阅读文本 |
○ ○ ○ ○ ○ ○ ○

枚舉每條邊<u, v>, ans=(val[u]+val[v]) / (prim - g[u][v]);
而prim則是包含邊<u, v>的生成樹中最小的那個權值和。
先求出原圖的最小生成樹。use[u][v] = 2時,邊<u, v>在MST上, use[u][v] = 1時,存在邊<u, v>。
f[u][v]表示u->v的最小瓶頸路。
#include<algorithm>
#include<iostream>
#include<cstring>
#include<cstdlib>
#include<fstream>
#include<sstream>
#include<bitset>
#include<vector>
#include<string>
#include<cstdio>
#include<cmath>
#include<stack>
#include<queue>
#include<stack>
#include<map>
#include<set>
#define FF(i, a, b) for(int i=a; i<b; i++)
#define FD(i, a, b) for(int i=a; i>=b; i--)
#define REP(i, n) for(int i=0; i<n; i++)
#define CLR(a, b) memset(a, b, sizeof(a))
#define debug puts("**debug**")
#define LL long long
#define PB push_back
using namespace std;
const int maxn = 1010;
const double INF = 1e10;
int n, m, T, use[maxn][maxn];
double g[maxn][maxn], f[maxn][maxn], val[maxn];
double ans1, ans2;
double prim()
{
int pre[maxn] = {-1};
bool vis[maxn] = {0};
double d[maxn], ret = 0;
FF(i, 1, n+1) d[i] = INF; d[1] = 0;
FF(i, 1, n+1)
{
int pos;
double tmp = INF;
FF(j, 1, n+1) if(!vis[j] && d[j] < tmp) tmp = d[j], pos = j;
if(pre[pos] != -1)
{
use[pre[pos]][pos] = use[pos][pre[pos]] = 2;
FF(j, 1, n+1) if(vis[j]) f[pos][j] = f[j][pos] = max(f[j][pre[pos]], g[pre[pos]][pos]);
}
vis[pos] = 1;
ret += d[pos];
FF(j, 1, n+1) if(!vis[j] && use[pos][j] && g[pos][j] < d[j]) d[j] = g[pos][j], pre[j] = pos;
}
return ret;
}
double Second_MST()
{
ans1 = prim();
ans2 = -1;
FF(i, 1, n+1) FF(j, i+1, n+1)
{
double A = val[i] + val[j], B;
if(use[i][j] == 2) B = ans1 - g[i][j];
else if(use[i][j] == 1) B = ans1 - f[i][j];
ans2 = max(ans2, A/B);
}
return ans2;
}
struct Point
{
double x, y;
}p[maxn];
int main()
{
scanf("%d", &T);
while(T--)
{
scanf("%d", &n);
FF(i, 1, n+1) scanf("%lf%lf%lf", &p[i].x, &p[i].y, &val[i]);
FF(i, 1, n+1) FF(j, i+1, n+1)
{
g[i][j] = g[j][i] = sqrt((p[i].x-p[j].x)*(p[i].x-p[j].x) + (p[i].y-p[j].y)*(p[i].y-p[j].y));
use[i][j] = use[j][i] = 1;
f[i][j] = f[j][i] = 0;
}
printf("%.2lf\n", Second_MST());
}
return 0;
}

○ ○ ○ ○ ○ ○ ○

练习题目 | 从阅读文本中一字不改地摘录“#define CLR(a, b)”与“double prim()”之间的内容,首尾两处都包括在内。 以下各行与上面的阅读文本没有关系。

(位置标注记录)
○ ○ ○ ○ ○ ○ ○

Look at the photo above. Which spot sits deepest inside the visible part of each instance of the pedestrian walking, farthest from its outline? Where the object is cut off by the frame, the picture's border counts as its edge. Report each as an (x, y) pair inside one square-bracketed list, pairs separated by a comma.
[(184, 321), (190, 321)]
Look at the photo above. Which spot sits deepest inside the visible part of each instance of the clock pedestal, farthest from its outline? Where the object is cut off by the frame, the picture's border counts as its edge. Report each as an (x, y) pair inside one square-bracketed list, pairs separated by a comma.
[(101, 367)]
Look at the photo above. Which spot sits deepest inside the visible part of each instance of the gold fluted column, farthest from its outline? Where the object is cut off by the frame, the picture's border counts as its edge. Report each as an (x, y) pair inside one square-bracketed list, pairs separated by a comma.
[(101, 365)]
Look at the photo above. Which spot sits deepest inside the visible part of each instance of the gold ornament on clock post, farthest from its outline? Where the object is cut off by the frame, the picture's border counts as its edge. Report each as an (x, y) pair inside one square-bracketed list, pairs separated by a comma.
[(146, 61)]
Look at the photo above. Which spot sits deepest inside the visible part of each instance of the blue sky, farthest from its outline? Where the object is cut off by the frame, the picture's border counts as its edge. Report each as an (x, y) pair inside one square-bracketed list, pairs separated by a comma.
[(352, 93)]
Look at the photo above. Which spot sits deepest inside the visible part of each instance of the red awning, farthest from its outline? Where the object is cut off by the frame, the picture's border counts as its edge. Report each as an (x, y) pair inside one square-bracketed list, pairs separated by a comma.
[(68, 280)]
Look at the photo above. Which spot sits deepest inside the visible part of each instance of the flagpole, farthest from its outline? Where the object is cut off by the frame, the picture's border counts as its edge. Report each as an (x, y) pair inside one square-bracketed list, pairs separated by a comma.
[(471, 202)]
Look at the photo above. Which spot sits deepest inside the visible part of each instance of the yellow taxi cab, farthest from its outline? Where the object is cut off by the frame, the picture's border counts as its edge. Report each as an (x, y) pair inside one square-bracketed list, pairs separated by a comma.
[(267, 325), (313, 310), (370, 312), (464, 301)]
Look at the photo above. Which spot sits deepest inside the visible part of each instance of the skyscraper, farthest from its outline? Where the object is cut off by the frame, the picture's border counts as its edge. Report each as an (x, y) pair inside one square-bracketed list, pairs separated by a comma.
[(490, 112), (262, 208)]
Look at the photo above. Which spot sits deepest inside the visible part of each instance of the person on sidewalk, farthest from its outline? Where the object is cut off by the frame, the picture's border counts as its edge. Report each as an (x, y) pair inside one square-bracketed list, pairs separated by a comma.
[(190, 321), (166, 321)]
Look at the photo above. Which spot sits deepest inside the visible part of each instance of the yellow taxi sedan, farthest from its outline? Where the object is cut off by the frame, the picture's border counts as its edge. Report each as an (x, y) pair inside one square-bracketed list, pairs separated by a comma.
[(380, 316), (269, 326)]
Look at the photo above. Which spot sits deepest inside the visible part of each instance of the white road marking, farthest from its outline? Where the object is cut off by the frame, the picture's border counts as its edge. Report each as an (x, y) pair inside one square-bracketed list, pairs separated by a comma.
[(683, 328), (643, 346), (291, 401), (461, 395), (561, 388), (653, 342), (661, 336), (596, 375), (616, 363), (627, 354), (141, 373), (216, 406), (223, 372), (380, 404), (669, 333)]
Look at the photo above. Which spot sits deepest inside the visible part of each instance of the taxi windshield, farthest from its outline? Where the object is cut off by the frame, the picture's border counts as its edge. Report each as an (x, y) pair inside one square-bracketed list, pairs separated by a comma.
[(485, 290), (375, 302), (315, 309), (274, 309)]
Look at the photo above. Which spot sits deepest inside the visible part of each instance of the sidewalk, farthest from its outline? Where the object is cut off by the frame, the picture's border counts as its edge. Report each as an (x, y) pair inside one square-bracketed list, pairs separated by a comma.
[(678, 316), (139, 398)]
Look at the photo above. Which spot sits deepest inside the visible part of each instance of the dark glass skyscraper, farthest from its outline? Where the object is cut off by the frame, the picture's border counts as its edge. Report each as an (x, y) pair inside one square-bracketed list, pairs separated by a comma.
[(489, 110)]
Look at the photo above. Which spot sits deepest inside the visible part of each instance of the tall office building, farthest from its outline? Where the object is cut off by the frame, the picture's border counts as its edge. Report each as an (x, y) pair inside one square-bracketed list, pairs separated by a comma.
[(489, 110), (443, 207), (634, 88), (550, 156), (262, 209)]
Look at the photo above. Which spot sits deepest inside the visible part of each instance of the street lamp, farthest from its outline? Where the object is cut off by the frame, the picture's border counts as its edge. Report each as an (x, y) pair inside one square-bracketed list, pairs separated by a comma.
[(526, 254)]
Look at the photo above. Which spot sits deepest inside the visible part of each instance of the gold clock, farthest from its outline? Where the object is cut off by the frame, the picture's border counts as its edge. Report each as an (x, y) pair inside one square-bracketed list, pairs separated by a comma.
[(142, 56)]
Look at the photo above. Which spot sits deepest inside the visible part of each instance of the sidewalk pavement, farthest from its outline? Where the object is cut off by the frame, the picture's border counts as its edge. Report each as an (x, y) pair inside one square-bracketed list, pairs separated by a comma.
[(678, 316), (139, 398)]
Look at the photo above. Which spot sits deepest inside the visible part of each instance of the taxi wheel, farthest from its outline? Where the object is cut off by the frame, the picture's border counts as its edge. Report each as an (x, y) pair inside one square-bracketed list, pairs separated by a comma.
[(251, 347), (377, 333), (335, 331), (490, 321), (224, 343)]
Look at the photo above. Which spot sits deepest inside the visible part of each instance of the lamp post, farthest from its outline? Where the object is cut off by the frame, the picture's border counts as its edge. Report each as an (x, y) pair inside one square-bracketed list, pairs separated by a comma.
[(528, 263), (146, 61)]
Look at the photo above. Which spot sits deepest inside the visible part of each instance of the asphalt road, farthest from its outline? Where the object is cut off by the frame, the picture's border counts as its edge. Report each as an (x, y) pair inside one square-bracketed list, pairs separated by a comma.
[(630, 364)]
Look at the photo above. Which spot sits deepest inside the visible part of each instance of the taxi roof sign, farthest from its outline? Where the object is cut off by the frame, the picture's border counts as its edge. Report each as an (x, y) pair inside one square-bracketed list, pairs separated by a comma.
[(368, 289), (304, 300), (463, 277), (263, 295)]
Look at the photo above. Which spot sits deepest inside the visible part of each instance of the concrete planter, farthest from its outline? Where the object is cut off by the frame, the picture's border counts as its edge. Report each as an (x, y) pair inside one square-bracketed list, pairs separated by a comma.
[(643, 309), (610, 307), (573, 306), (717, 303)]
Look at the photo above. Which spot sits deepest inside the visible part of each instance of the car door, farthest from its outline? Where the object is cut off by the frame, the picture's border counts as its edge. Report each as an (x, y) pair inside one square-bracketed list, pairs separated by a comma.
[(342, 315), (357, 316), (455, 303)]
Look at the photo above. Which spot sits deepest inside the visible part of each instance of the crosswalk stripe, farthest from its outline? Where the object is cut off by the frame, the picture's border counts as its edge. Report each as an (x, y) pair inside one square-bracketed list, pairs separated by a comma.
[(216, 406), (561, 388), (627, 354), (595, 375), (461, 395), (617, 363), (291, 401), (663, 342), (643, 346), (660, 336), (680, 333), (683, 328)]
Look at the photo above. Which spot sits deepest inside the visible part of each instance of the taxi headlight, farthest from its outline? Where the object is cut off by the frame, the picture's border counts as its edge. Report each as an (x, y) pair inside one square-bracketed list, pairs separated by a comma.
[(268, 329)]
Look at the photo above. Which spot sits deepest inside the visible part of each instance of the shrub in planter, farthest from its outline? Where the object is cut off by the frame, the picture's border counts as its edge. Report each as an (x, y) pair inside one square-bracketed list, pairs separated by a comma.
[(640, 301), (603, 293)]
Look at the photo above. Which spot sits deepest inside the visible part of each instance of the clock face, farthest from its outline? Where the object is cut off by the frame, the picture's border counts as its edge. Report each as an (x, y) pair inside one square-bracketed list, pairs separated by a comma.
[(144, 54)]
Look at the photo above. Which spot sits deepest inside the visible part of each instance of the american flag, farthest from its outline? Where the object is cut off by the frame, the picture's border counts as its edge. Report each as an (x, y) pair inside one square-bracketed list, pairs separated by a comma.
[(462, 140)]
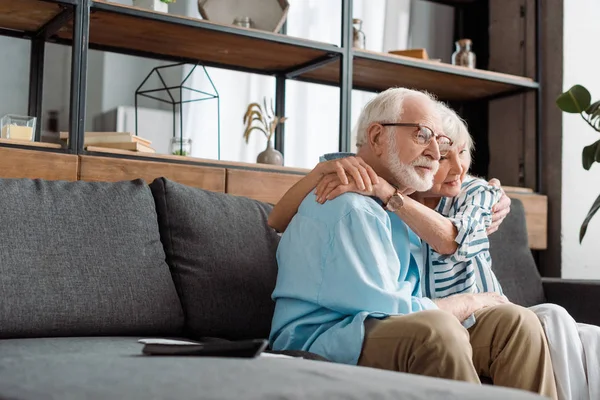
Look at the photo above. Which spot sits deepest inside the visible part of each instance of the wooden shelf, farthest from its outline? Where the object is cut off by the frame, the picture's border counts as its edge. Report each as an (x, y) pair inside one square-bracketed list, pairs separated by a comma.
[(28, 15), (31, 144), (134, 31), (378, 71), (96, 150)]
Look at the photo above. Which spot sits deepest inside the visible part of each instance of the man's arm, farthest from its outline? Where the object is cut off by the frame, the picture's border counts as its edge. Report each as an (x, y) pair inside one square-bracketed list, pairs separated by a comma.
[(361, 268)]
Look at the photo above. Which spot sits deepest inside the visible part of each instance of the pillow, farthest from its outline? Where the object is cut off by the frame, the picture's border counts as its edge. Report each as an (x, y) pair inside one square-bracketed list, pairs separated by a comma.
[(81, 259), (222, 257)]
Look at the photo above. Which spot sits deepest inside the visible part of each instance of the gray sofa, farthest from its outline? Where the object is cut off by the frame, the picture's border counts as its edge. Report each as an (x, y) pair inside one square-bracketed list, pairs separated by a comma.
[(87, 269)]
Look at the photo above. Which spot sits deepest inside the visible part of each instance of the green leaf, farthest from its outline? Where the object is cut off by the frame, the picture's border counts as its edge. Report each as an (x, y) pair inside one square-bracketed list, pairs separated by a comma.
[(593, 112), (575, 100), (590, 154), (595, 207)]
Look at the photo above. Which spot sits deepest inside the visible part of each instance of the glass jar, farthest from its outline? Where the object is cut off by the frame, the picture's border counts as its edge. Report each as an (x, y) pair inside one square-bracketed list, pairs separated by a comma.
[(181, 146), (18, 127), (360, 39), (244, 22), (463, 55)]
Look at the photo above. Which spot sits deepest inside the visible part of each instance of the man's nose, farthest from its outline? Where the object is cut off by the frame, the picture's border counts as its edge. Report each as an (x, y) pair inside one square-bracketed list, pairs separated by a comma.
[(433, 150)]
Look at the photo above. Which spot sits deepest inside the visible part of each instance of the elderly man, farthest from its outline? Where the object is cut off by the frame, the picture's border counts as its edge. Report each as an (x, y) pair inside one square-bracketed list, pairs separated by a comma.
[(348, 286)]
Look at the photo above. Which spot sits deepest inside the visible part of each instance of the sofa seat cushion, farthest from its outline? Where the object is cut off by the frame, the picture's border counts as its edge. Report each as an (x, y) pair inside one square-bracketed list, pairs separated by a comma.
[(114, 368), (222, 256), (83, 258)]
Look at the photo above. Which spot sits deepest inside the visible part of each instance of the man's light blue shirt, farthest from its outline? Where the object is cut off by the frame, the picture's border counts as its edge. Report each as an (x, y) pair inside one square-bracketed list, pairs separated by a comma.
[(340, 263)]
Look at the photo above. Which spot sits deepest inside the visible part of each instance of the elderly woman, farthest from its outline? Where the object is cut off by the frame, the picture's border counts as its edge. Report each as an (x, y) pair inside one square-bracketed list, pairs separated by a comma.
[(454, 219)]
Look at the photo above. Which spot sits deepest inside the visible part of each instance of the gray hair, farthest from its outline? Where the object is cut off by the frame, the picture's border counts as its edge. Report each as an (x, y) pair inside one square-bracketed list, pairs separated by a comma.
[(385, 107), (455, 127)]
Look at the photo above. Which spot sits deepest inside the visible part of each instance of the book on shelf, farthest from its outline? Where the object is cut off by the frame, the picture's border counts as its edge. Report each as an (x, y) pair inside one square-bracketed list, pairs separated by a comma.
[(131, 146), (98, 138)]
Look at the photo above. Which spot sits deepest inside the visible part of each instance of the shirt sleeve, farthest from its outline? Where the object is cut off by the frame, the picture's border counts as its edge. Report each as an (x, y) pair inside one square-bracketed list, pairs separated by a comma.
[(472, 216), (361, 270)]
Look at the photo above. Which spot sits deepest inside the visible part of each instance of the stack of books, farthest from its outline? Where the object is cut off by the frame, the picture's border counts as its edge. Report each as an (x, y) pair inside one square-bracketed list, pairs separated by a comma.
[(114, 140)]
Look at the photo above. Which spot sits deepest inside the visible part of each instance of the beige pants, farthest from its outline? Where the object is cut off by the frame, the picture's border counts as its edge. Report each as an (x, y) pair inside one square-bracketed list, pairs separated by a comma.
[(507, 344)]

○ ○ ○ ○ ○ ○ ○

完整答案 |
#define CLR(a, b) memset(a, b, sizeof(a))
#define debug puts("**debug**")
#define LL long long
#define PB push_back
using namespace std;
const int maxn = 1010;
const double INF = 1e10;
int n, m, T, use[maxn][maxn];
double g[maxn][maxn], f[maxn][maxn], val[maxn];
double ans1, ans2;
double prim()